> **PASSAGE**:
Praise for Hunting Unicorns

‘The ghost of Brideshead Revisited hovers over this tale of a batty aristo family whose raison d’être in the 21st century has become increasingly obscure. Bella Pollen has a pleasant, direct style and serves up a stylish romantic comedy with some very funny asides’
Sunday Telegraph

A superb novel. Sharp, poignant, redemptive, and very funny.
The Daily Express

“Hilariously accurate . . .brooding and elegiac, Pollen is undoubtedly a gifted writer with a pithy, poetic style.”
Daily Mail (UK)

‘She’d rather be covering a war, but American television journalist Maggie Munroe is sent to England instead to “revisit Brideshead in the twenty-first century” by putting together a story on the aristocracy. To gain access to stately homes, she’s put in touch with Rory Jones, who runs Stately Locations, an agency that helps impoverished lords develop commercial opportunities on their estates. Maggie doesn’t know that Rory himself is the reluctant heir to an earldom and a huge pile of architecture. Her determination to do more than a puff piece leads her on a wrongheaded investigation of Nazi ties in one family–his family. Inevitably the brash, commitment-phobic Maggie and the drily witty, slightly hapless Rory (picture Hugh Grant) get over their squabbles and yield to their mutual attraction. Narrated alternately by Maggie and by Rory’s brother Daniel (whose demise in the first chapter gets him a front-row seat from which to observe Rory’s life), this quirky comedy melds romance with a P. G. Wodehouse view of England’s upper crust’
Booklist

“A terrific novel. Bella Pollen has captured the essence of the characters and their story in the most original way, with brilliant flashes of humor and deep poignancy that stay with you long after you have turned the last page.”

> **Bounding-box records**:
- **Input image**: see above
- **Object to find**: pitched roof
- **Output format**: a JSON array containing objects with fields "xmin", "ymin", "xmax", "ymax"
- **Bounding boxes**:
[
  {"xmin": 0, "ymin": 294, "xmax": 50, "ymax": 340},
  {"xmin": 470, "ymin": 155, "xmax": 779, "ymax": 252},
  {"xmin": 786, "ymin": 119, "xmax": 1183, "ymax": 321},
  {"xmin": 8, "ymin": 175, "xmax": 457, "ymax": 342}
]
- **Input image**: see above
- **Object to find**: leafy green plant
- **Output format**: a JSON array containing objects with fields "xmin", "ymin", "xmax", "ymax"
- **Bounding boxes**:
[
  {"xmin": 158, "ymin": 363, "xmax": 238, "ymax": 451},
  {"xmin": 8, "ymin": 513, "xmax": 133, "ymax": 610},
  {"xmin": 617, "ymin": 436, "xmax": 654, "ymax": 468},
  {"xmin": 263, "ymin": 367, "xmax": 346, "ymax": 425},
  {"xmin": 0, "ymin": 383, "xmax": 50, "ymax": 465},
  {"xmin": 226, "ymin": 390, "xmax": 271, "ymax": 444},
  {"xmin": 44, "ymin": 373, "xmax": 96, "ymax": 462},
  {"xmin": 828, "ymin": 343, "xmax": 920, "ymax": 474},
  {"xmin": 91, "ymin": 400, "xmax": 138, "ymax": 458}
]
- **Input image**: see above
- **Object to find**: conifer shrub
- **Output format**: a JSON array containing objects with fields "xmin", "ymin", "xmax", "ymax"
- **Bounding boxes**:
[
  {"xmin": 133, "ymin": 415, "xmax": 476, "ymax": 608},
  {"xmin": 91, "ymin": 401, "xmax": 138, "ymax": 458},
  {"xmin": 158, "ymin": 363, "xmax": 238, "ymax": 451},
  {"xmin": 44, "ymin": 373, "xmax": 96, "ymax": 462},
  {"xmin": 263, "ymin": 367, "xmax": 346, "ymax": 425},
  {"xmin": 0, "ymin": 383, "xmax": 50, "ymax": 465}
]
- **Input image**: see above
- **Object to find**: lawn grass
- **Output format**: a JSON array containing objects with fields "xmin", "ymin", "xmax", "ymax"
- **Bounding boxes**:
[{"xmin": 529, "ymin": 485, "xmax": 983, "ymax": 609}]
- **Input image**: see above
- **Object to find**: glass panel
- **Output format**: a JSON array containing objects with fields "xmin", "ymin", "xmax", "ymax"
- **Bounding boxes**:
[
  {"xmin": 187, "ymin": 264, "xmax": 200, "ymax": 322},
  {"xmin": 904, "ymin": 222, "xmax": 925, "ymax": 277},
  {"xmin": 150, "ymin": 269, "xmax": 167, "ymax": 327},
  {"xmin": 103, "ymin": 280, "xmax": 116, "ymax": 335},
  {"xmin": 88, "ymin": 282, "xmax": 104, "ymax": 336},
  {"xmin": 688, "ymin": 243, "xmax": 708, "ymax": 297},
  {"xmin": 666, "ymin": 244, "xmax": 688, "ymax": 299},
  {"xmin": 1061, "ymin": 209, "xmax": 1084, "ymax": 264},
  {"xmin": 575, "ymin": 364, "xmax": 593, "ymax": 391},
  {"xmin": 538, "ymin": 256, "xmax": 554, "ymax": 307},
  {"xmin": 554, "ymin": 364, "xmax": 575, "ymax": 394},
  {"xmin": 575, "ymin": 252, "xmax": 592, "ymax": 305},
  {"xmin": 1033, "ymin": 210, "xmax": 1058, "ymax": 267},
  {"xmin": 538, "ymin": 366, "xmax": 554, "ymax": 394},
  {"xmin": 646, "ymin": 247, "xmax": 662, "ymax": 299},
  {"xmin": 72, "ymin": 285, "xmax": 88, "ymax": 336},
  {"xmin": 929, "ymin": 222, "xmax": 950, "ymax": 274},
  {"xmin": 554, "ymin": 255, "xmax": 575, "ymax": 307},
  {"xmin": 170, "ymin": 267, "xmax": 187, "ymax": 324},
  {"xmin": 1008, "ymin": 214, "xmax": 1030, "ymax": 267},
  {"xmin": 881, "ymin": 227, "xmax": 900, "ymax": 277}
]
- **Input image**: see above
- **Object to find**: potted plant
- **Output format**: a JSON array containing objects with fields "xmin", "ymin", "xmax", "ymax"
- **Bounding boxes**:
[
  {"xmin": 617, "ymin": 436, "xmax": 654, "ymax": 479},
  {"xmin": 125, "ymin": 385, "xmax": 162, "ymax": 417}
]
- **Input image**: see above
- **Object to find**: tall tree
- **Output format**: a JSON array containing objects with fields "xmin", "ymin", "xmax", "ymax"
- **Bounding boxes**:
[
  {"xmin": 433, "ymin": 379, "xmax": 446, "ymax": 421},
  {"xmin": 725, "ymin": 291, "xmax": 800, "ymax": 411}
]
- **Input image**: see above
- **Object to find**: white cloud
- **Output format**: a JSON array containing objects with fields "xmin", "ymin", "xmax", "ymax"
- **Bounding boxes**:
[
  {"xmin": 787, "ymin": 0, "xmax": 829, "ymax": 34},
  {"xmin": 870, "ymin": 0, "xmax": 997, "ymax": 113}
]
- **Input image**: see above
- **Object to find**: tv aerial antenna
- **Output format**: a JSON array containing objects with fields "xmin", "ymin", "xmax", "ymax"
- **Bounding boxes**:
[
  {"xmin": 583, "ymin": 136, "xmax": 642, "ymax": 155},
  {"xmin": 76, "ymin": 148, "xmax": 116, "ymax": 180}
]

> **WRITTEN INSTRUCTION**:
According to the passage, what is the name of the agency that Rory Jones runs? These entries have no connection to the passage.

> **COMPLETED EXERCISE**:
Stately Locations.